Each record below is to be restated word for word.

══ The input

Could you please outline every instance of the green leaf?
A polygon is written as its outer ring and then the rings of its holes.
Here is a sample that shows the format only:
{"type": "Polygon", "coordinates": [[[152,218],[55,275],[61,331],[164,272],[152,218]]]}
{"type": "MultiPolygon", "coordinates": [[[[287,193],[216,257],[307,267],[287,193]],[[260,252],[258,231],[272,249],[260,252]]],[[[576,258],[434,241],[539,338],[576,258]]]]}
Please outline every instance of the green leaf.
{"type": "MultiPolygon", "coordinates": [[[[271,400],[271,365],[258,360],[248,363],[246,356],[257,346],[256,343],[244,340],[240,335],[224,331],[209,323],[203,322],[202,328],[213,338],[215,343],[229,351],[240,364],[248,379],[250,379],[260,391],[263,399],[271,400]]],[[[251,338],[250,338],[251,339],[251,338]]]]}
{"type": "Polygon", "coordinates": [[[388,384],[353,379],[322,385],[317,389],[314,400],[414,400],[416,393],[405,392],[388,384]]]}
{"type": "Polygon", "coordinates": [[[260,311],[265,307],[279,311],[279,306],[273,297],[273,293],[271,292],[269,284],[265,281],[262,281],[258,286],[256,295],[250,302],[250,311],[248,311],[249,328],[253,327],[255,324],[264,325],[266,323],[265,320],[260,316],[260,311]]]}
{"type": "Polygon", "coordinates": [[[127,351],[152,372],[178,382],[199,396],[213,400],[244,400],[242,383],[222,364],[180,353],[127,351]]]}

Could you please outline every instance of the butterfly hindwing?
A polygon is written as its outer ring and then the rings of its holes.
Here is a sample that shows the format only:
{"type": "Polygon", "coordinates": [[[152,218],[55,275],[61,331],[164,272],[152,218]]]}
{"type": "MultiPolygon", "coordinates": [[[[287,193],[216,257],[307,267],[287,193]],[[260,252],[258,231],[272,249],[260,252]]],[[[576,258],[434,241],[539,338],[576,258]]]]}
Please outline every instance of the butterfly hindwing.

════

§ **Your response**:
Could you please outline every instance of the green leaf?
A polygon is written as its outer ring and then the rings of its holes.
Here is a sample that shows the format only:
{"type": "Polygon", "coordinates": [[[152,218],[55,275],[61,331],[164,272],[152,218]]]}
{"type": "MultiPolygon", "coordinates": [[[[287,193],[216,257],[307,267],[287,193]],[[260,252],[258,231],[272,249],[260,252]]],[[[576,258],[434,241],[539,338],[576,258]]]]}
Please outline every instance of the green leaf.
{"type": "MultiPolygon", "coordinates": [[[[271,400],[271,365],[258,360],[248,363],[246,356],[257,346],[256,343],[244,340],[240,335],[224,331],[209,323],[203,322],[202,328],[213,338],[215,343],[229,351],[240,364],[248,379],[250,379],[260,391],[263,399],[271,400]]],[[[251,338],[250,338],[251,339],[251,338]]]]}
{"type": "Polygon", "coordinates": [[[388,384],[353,379],[322,385],[317,389],[314,400],[414,400],[416,393],[405,392],[388,384]]]}
{"type": "Polygon", "coordinates": [[[260,311],[265,307],[279,311],[279,306],[273,297],[273,293],[271,292],[269,284],[265,281],[262,281],[258,286],[256,295],[250,302],[250,311],[248,311],[249,328],[253,327],[255,324],[264,325],[266,323],[265,320],[260,316],[260,311]]]}
{"type": "Polygon", "coordinates": [[[127,351],[152,372],[178,382],[199,396],[213,400],[244,400],[242,383],[222,364],[180,353],[127,351]]]}

Could you please outline every instance of the butterfly hindwing?
A polygon is written as its outer ring and then the rings of its holes.
Here is a sample that shows the format only:
{"type": "Polygon", "coordinates": [[[152,218],[55,275],[61,331],[164,272],[152,218]]]}
{"type": "MultiPolygon", "coordinates": [[[[287,193],[216,257],[307,267],[287,193]],[[260,252],[258,231],[272,249],[260,252]]],[[[576,258],[434,241],[539,338],[576,258]]]]}
Please outline every instance of the butterfly hindwing.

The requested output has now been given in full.